Required task => Count the lines in the rows below that contain the string "tree", treating uppercase and lowercase letters as different, and reply with the number alone.

Given data =>

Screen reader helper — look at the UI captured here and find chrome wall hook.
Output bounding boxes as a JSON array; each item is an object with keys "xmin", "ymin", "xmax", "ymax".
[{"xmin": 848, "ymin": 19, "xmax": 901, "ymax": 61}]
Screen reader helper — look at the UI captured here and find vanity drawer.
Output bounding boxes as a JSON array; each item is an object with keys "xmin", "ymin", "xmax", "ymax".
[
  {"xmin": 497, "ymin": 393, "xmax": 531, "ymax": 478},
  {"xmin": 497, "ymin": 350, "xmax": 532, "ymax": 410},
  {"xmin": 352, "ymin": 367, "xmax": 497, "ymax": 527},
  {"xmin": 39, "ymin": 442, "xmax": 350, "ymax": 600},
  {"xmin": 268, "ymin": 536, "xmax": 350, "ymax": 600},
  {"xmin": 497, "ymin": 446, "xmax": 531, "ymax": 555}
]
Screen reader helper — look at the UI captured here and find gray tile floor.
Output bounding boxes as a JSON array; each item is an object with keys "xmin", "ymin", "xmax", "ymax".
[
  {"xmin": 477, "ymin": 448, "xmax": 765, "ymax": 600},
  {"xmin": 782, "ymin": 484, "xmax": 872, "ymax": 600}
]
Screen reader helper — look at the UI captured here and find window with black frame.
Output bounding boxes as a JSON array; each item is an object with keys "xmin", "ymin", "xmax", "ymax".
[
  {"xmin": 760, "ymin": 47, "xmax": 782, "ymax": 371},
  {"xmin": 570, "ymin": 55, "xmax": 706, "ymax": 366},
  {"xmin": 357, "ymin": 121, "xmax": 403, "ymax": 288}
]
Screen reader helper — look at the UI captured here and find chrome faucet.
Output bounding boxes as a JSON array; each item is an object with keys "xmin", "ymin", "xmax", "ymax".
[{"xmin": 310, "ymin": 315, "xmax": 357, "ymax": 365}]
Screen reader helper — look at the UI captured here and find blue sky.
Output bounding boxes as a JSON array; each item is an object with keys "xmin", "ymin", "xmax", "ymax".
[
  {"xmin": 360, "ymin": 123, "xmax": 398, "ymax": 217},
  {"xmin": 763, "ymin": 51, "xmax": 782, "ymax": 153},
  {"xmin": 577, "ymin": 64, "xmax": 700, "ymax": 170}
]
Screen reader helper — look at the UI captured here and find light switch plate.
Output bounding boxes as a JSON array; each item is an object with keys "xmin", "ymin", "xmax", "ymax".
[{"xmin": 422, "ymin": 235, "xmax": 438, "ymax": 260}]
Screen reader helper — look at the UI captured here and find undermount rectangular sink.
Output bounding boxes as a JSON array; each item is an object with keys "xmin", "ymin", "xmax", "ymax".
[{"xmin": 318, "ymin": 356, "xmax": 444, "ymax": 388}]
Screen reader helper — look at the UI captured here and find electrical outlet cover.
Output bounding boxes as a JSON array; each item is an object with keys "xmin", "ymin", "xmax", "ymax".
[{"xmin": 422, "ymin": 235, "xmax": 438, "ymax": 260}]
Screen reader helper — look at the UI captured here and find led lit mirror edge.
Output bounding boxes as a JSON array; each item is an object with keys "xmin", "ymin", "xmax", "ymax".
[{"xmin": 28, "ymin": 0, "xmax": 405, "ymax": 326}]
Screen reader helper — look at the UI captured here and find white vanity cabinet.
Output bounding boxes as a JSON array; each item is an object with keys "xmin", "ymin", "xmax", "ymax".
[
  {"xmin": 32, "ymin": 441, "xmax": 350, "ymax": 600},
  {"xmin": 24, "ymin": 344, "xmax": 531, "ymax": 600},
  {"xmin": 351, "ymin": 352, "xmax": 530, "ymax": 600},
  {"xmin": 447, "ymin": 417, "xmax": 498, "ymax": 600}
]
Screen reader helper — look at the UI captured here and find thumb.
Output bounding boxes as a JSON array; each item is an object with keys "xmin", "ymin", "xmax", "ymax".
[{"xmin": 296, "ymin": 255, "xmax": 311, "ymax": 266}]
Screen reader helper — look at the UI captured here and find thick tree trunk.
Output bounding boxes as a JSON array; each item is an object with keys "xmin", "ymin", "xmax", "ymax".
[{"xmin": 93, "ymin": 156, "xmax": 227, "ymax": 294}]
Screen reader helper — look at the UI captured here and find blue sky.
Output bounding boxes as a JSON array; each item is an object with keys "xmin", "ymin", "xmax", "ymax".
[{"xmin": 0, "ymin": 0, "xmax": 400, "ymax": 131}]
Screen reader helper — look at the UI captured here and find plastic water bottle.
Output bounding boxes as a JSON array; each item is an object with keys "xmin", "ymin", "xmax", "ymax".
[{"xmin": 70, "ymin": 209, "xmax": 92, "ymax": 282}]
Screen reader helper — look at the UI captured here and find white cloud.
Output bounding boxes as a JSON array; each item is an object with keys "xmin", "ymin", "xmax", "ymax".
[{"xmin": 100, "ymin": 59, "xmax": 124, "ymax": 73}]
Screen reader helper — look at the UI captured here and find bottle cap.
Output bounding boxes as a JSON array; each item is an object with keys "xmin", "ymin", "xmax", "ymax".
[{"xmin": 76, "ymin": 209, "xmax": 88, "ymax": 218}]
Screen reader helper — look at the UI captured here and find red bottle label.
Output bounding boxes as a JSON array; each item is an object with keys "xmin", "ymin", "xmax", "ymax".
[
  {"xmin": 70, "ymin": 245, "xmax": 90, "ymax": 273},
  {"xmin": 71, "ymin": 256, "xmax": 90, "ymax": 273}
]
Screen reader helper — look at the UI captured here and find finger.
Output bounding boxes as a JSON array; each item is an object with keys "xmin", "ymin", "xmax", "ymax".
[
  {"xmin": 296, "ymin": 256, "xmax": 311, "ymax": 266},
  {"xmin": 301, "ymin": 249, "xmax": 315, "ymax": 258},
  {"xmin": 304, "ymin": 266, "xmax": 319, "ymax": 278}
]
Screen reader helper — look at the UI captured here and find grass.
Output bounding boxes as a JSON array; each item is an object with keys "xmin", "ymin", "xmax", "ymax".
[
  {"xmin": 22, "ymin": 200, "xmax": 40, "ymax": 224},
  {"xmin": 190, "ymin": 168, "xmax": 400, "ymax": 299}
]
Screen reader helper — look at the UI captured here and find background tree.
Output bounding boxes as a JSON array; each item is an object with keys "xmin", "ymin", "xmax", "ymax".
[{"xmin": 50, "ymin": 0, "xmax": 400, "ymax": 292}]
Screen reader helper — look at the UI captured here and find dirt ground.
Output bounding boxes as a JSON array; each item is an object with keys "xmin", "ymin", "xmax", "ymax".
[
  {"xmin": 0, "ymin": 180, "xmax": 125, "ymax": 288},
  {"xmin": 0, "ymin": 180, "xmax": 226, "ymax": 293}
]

Answer to this problem => 2